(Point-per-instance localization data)
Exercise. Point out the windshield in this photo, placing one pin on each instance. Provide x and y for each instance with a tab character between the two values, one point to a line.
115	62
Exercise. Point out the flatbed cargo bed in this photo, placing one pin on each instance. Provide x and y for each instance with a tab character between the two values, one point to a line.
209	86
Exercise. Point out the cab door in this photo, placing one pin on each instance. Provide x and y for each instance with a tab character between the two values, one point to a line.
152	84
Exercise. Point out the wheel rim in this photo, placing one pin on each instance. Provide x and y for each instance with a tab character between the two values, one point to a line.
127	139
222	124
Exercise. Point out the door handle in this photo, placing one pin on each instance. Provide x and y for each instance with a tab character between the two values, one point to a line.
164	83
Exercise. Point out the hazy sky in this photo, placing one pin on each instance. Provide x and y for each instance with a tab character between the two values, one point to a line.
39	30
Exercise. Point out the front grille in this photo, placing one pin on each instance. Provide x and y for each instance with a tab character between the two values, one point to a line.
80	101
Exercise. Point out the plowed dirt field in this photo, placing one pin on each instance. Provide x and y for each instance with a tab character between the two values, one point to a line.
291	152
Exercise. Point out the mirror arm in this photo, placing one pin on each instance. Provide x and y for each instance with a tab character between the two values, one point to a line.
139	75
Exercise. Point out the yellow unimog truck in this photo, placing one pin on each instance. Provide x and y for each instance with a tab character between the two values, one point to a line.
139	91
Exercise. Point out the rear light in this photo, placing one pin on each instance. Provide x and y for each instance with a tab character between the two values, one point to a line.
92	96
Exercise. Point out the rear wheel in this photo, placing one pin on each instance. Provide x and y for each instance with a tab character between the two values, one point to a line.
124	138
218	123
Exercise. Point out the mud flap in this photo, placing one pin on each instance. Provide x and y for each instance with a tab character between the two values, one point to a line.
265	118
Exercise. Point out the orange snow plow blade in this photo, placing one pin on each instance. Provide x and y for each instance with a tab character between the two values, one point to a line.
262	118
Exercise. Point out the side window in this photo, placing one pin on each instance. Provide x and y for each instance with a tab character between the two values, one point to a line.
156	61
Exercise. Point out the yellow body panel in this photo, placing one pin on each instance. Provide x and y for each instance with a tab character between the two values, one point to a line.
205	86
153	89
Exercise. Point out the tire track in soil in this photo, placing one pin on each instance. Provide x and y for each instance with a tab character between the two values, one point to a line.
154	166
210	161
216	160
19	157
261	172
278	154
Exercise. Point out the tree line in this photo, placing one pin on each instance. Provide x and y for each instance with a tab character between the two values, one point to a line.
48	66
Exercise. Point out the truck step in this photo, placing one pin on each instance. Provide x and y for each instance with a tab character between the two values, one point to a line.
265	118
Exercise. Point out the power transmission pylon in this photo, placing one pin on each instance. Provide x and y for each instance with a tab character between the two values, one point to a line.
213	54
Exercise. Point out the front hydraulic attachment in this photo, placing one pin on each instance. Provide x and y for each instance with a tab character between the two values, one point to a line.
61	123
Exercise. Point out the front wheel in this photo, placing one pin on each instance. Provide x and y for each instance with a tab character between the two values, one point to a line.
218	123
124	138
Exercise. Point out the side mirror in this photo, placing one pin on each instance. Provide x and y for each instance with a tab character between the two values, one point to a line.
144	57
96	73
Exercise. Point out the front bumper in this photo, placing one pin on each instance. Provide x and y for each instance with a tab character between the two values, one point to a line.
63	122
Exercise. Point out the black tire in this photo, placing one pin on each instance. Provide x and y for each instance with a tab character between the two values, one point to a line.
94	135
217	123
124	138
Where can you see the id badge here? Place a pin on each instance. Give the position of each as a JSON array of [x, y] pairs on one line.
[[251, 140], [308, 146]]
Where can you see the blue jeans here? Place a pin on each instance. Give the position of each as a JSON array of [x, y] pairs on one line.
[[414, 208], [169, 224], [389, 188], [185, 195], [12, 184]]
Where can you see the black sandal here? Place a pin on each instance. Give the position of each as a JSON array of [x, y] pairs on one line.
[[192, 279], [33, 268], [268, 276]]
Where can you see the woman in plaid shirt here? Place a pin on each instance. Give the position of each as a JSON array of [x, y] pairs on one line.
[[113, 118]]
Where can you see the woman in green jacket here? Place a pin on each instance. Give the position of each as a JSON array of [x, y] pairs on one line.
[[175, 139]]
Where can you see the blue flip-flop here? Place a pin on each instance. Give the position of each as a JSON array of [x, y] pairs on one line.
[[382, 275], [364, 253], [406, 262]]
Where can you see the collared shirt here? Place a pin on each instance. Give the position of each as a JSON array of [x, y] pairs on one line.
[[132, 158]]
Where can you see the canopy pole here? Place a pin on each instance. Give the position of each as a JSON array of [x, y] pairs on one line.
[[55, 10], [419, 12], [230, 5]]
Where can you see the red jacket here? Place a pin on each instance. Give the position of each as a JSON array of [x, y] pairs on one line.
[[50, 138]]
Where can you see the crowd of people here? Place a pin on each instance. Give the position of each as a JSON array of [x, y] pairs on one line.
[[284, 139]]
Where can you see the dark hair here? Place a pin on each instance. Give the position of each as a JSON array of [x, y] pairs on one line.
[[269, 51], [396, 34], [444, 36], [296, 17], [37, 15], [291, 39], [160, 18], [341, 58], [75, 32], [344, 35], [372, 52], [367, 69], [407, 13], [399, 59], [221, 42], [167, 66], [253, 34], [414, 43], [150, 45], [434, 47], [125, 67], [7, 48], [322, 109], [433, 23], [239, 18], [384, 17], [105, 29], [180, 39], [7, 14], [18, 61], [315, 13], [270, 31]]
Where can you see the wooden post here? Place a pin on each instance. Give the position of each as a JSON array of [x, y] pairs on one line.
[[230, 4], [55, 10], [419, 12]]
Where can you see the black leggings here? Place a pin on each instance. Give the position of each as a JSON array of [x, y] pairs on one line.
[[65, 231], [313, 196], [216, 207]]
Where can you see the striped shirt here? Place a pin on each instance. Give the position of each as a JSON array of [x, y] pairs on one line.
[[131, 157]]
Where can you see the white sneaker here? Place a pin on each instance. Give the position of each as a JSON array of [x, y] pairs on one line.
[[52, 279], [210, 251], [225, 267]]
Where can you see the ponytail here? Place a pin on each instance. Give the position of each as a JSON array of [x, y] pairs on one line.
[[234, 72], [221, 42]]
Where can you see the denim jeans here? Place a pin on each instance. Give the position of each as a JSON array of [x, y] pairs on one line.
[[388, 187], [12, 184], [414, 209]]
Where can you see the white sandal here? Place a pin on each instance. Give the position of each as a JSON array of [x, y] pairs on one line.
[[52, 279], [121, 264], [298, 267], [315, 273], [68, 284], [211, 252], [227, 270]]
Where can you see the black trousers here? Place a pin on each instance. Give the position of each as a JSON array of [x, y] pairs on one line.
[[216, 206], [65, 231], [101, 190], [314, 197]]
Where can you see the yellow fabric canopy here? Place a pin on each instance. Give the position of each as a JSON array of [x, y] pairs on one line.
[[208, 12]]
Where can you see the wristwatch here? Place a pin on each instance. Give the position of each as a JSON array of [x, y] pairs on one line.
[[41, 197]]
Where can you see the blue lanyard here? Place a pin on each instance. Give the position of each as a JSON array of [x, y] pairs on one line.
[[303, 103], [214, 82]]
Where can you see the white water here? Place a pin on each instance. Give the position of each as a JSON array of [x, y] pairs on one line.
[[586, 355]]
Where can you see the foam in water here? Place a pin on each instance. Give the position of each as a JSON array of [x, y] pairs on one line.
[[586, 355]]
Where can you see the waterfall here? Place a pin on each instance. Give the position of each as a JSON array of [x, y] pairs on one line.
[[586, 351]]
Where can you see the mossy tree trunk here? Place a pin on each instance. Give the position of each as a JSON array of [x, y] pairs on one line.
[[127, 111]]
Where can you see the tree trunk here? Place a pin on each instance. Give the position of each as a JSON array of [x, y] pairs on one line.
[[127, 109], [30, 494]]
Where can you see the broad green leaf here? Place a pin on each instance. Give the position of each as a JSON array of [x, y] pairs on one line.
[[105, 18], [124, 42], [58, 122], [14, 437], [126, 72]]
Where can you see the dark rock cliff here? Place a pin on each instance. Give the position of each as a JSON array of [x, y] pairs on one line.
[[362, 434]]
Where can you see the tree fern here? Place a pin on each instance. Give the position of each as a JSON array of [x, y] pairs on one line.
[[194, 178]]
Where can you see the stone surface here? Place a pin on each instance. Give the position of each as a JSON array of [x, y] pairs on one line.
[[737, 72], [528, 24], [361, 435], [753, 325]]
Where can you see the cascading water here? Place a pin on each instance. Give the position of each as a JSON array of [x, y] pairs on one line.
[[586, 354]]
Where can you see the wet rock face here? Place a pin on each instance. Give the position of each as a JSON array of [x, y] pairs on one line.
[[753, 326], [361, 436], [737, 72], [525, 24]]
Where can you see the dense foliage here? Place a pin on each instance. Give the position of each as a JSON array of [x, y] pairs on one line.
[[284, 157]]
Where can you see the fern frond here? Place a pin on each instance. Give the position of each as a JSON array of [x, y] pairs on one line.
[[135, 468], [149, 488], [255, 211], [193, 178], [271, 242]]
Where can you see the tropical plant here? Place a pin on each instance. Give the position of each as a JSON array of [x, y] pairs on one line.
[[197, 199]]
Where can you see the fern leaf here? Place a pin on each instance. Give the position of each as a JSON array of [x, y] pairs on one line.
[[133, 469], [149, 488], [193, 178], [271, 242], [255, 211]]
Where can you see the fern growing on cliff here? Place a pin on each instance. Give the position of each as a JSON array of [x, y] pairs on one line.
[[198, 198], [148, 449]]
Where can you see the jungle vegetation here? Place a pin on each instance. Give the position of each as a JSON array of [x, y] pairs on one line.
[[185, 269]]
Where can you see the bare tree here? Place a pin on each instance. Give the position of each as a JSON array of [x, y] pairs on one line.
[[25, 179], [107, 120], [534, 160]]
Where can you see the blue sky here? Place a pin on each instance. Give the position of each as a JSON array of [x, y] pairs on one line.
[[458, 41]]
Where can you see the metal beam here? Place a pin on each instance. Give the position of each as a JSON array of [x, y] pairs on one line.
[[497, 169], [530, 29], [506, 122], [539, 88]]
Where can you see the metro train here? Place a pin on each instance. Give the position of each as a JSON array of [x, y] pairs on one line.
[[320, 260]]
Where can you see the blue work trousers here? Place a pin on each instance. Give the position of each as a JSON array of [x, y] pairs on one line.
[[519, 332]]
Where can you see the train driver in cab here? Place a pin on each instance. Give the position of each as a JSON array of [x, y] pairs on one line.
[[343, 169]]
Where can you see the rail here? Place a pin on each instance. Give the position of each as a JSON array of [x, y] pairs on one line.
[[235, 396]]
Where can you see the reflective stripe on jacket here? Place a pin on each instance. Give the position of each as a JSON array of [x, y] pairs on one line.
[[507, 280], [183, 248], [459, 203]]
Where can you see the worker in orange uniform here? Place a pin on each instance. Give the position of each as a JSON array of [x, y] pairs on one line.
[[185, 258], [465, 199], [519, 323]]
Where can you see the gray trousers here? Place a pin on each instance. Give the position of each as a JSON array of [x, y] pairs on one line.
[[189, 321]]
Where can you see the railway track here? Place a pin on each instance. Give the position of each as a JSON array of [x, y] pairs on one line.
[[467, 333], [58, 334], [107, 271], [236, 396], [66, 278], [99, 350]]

### Work instruction
Your answer is to contain exactly the lines from the one holding "Where can you see the gray" to the end of the entries, with no other line.

### Answer to this exercise
Where can you see the gray trousers here? Place a pin on each instance. Give the position of each as a JSON array of [x, y] pairs on one line.
[[189, 321]]
Where can you see the railway track here? Place a pin on each instance. Give the position of each as a JSON array of [x, y] pairs on one line.
[[467, 333], [58, 334], [107, 271], [236, 396], [66, 278], [99, 350]]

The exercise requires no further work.